Exercise goal: Present the lines below as a Markdown table with the columns "Row" and "Line," numbering each row and leaving out any blank lines.

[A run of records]

□ □ □ □ □ □ □

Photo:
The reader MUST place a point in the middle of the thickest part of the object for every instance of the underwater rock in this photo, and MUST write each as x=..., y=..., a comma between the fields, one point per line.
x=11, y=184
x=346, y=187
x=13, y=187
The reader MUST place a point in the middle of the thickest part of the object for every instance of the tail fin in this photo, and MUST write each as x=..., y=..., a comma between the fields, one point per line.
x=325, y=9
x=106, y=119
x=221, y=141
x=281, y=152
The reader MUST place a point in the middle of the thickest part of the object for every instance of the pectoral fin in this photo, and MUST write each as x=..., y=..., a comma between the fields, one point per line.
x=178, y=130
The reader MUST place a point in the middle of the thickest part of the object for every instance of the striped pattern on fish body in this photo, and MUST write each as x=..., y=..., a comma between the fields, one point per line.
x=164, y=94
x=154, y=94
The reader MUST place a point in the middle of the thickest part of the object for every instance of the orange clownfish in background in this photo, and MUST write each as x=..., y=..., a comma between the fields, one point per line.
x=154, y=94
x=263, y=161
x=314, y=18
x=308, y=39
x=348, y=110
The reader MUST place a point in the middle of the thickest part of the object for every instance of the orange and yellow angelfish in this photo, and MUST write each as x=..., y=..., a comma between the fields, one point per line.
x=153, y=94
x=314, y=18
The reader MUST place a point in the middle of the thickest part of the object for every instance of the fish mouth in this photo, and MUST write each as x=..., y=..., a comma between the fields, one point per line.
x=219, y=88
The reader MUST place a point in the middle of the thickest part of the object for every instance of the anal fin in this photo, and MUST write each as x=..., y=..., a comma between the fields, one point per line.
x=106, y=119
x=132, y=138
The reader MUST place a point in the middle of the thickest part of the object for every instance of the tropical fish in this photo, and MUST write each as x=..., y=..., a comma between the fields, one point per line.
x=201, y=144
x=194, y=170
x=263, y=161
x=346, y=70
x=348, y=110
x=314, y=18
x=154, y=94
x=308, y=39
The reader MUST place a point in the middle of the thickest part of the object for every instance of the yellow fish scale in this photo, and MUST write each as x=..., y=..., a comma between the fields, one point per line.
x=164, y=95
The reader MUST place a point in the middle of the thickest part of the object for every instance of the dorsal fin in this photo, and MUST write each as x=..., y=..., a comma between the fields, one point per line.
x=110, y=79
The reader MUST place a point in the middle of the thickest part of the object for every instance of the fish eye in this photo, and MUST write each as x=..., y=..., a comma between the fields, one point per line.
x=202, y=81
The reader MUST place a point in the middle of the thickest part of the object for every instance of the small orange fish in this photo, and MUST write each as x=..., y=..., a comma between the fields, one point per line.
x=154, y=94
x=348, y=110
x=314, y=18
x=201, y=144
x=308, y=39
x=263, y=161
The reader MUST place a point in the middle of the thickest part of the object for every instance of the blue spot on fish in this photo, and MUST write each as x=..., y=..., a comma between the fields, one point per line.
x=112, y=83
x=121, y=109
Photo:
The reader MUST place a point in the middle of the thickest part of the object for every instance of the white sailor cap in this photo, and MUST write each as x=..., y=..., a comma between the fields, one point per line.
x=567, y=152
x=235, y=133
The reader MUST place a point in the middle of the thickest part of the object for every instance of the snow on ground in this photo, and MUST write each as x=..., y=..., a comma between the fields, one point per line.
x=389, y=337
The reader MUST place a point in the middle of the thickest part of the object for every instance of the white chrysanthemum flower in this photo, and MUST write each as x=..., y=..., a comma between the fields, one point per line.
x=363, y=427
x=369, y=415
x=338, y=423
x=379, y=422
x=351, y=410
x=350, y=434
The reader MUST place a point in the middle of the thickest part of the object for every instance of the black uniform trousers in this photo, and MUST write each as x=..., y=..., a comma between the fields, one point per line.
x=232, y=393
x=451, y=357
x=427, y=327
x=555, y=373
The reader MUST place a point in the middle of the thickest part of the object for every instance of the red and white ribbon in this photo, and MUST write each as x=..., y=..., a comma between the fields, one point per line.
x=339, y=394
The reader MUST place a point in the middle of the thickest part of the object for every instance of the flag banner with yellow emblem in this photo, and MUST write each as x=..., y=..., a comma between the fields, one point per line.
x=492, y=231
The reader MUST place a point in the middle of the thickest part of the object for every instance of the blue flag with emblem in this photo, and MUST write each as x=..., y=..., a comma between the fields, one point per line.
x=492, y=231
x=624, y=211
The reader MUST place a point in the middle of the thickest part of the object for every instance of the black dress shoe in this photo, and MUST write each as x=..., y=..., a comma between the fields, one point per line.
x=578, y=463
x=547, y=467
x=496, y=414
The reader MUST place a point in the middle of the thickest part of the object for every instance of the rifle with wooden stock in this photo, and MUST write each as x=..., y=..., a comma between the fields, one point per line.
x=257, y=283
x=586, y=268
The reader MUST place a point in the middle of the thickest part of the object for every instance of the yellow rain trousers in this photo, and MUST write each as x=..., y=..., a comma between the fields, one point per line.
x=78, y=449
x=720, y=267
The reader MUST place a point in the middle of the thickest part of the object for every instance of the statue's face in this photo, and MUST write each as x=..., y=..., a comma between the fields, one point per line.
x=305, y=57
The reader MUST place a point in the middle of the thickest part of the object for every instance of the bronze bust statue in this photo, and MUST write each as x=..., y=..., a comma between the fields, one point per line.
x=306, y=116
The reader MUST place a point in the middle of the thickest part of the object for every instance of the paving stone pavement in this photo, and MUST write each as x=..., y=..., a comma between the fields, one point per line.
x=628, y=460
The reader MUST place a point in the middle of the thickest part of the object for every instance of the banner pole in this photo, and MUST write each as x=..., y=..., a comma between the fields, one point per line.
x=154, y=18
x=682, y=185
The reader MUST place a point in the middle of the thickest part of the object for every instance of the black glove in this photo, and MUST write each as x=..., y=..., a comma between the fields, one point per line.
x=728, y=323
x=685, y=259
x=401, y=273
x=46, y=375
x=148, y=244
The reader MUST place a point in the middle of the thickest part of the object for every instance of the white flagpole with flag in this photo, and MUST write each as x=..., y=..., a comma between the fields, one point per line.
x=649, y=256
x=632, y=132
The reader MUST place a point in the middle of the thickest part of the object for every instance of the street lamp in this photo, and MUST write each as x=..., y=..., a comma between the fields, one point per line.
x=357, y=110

□ □ □ □ □ □ □

Expected answer:
| Row | Line |
|---|---|
| 1 | Photo: |
| 2 | The reader MUST place a point in the middle of the thickest part of the object for every instance of the underwater rock in this photo, and MUST write each as x=..., y=..., a comma between the fields, one point per line. |
| 3 | x=11, y=184 |
| 4 | x=346, y=187 |
| 5 | x=13, y=187 |
| 6 | The reader MUST place a point in the middle of the thickest part of the object for every instance of the tail fin in this photo, and MUST write each as x=..., y=..., a comma between the fields, one point per line. |
| 7 | x=325, y=9 |
| 8 | x=106, y=119 |
| 9 | x=221, y=141 |
| 10 | x=281, y=152 |
| 11 | The reader MUST place a point in the middle of the thickest part of the object for every instance of the pectoral fin in this photo, and MUST write each as x=..., y=..., a comma between the fields, one point per line. |
| 12 | x=178, y=130 |
| 13 | The reader MUST place a point in the middle of the thickest part of the object for every instance of the striped pattern on fish body in this photo, and MUST write each as x=..., y=..., a comma between the fields, one point per line. |
| 14 | x=164, y=94 |
| 15 | x=154, y=94 |
| 16 | The reader MUST place a point in the middle of the thickest part of the object for every instance of the orange clownfish in background in this photo, and MUST write each as x=..., y=..., a comma between the fields, one point per line. |
| 17 | x=154, y=94 |
| 18 | x=263, y=161 |
| 19 | x=314, y=18 |
| 20 | x=308, y=39 |
| 21 | x=348, y=110 |
| 22 | The reader MUST place a point in the middle of the thickest part of the object for every instance of the orange and yellow angelfish in this photo, and MUST write each as x=..., y=..., a comma between the fields, one point per line. |
| 23 | x=153, y=94 |
| 24 | x=314, y=18 |
| 25 | The reader MUST place a point in the middle of the thickest part of the object for every instance of the fish mouth in this photo, and MUST write each as x=..., y=..., a comma between the fields, one point per line. |
| 26 | x=219, y=88 |
| 27 | The reader MUST place a point in the middle of the thickest part of the object for every instance of the anal fin in this photo, and MUST write each as x=..., y=..., a comma between the fields, one point per line. |
| 28 | x=106, y=119 |
| 29 | x=132, y=138 |
| 30 | The reader MUST place a point in the middle of the thickest part of the object for every instance of the tropical fish in this photo, and MUST write each as x=..., y=..., a comma between the fields, one point per line. |
| 31 | x=201, y=144 |
| 32 | x=194, y=170 |
| 33 | x=263, y=161 |
| 34 | x=346, y=70 |
| 35 | x=348, y=110 |
| 36 | x=314, y=18 |
| 37 | x=154, y=94 |
| 38 | x=308, y=39 |
| 39 | The reader MUST place a point in the middle of the thickest part of the object for every instance of the yellow fish scale in this photo, and MUST write each as x=..., y=..., a comma between the fields, one point per line. |
| 40 | x=164, y=95 |
| 41 | The reader MUST place a point in the middle of the thickest part of the object for every instance of the dorsal fin in this photo, and MUST write each as x=..., y=..., a comma between the fields, one point per line. |
| 42 | x=110, y=79 |
| 43 | The reader MUST place a point in the middle of the thickest part of the object for every instance of the fish eye in this photo, and MUST write each as x=..., y=..., a comma between the fields, one point per line. |
| 44 | x=202, y=81 |
| 45 | The reader MUST place a point in the middle of the thickest part of the object for every instance of the small orange fish in this photo, and MUST write each as x=..., y=..., a comma between the fields, one point per line. |
| 46 | x=154, y=94 |
| 47 | x=348, y=110 |
| 48 | x=314, y=18 |
| 49 | x=201, y=144 |
| 50 | x=308, y=39 |
| 51 | x=263, y=161 |
| 52 | The reader MUST place a point in the middle of the thickest part of the object for every instance of the blue spot on fish in this photo, and MUST write each as x=..., y=..., a comma between the fields, one point per line. |
| 53 | x=112, y=83 |
| 54 | x=121, y=109 |
| 55 | Photo: |
| 56 | The reader MUST place a point in the middle of the thickest part of the object for every instance of the white sailor cap in this photo, and MUST write each as x=..., y=..., a comma between the fields, one point per line. |
| 57 | x=567, y=152 |
| 58 | x=235, y=133 |
| 59 | The reader MUST place a point in the middle of the thickest part of the object for every instance of the snow on ground in this photo, and MUST write each as x=..., y=..., a comma between the fields, one point per line. |
| 60 | x=389, y=337 |
| 61 | The reader MUST place a point in the middle of the thickest part of the object for every instance of the white chrysanthemum flower in this photo, and MUST write each as x=..., y=..., a comma between the fields, one point per line. |
| 62 | x=363, y=427 |
| 63 | x=369, y=415 |
| 64 | x=338, y=423 |
| 65 | x=379, y=422 |
| 66 | x=351, y=410 |
| 67 | x=350, y=434 |
| 68 | The reader MUST place a point in the middle of the thickest part of the object for every instance of the black uniform trousers in this photo, and MUST write each as x=..., y=..., a comma between the fields, one point per line. |
| 69 | x=232, y=393 |
| 70 | x=451, y=357 |
| 71 | x=427, y=327 |
| 72 | x=555, y=373 |
| 73 | The reader MUST place a point in the middle of the thickest part of the object for every instance of the red and white ribbon in this photo, and MUST write each as x=..., y=..., a comma between the fields, one point per line. |
| 74 | x=339, y=394 |
| 75 | The reader MUST place a point in the middle of the thickest part of the object for every instance of the flag banner with yellow emblem in this photo, and MUST write each as x=..., y=..., a comma between the fields, one point per line. |
| 76 | x=492, y=231 |
| 77 | The reader MUST place a point in the middle of the thickest part of the object for every instance of the blue flag with emblem in this photo, and MUST write each as x=..., y=..., a comma between the fields, one point per line. |
| 78 | x=492, y=231 |
| 79 | x=624, y=211 |
| 80 | The reader MUST place a point in the middle of the thickest part of the object for every instance of the black dress shoe in this photo, and MUST write each as x=..., y=..., a comma between the fields, one point per line. |
| 81 | x=578, y=463 |
| 82 | x=547, y=467 |
| 83 | x=496, y=414 |
| 84 | The reader MUST place a point in the middle of the thickest part of the object for every instance of the rifle with wooden stock in this photo, and MUST write each as x=..., y=..., a comma between the fields, one point per line. |
| 85 | x=257, y=283 |
| 86 | x=586, y=268 |
| 87 | The reader MUST place a point in the middle of the thickest part of the object for every instance of the yellow rain trousers in this photo, and MUST write each as x=..., y=..., a comma between the fields, one point per line. |
| 88 | x=78, y=449 |
| 89 | x=720, y=267 |
| 90 | The reader MUST place a point in the middle of the thickest part of the object for every instance of the statue's face in this photo, and MUST write each as x=..., y=..., a comma between the fields, one point per line. |
| 91 | x=305, y=57 |
| 92 | The reader MUST place a point in the middle of the thickest part of the object for every instance of the bronze bust statue in this photo, and MUST write each as x=..., y=..., a comma between the fields, one point per line. |
| 93 | x=306, y=116 |
| 94 | The reader MUST place a point in the middle of the thickest part of the object for every instance of the paving stone pavement in this photo, and MUST write each as x=..., y=..., a comma between the fields, one point per line. |
| 95 | x=628, y=460 |
| 96 | The reader MUST place a point in the middle of the thickest part of the object for every instance of the banner pole in this photo, and MUST write each as x=..., y=..., a comma between the fields, one point per line. |
| 97 | x=154, y=18 |
| 98 | x=682, y=185 |
| 99 | The reader MUST place a point in the middle of the thickest part of the object for every instance of the black glove in this photo, and MUST write each as x=..., y=..., a comma between the fields, one point per line. |
| 100 | x=728, y=323 |
| 101 | x=685, y=259 |
| 102 | x=401, y=273 |
| 103 | x=46, y=375 |
| 104 | x=148, y=244 |
| 105 | The reader MUST place a point in the middle of the thickest part of the object for every instance of the white flagpole with flag in this photo, and MUST write each as x=..., y=..., a comma between the fields, one point per line. |
| 106 | x=649, y=256 |
| 107 | x=632, y=132 |
| 108 | The reader MUST place a point in the middle of the thickest part of the object for every instance of the street lamp in this photo, and MUST write each as x=..., y=..., a comma between the fields, one point per line. |
| 109 | x=357, y=110 |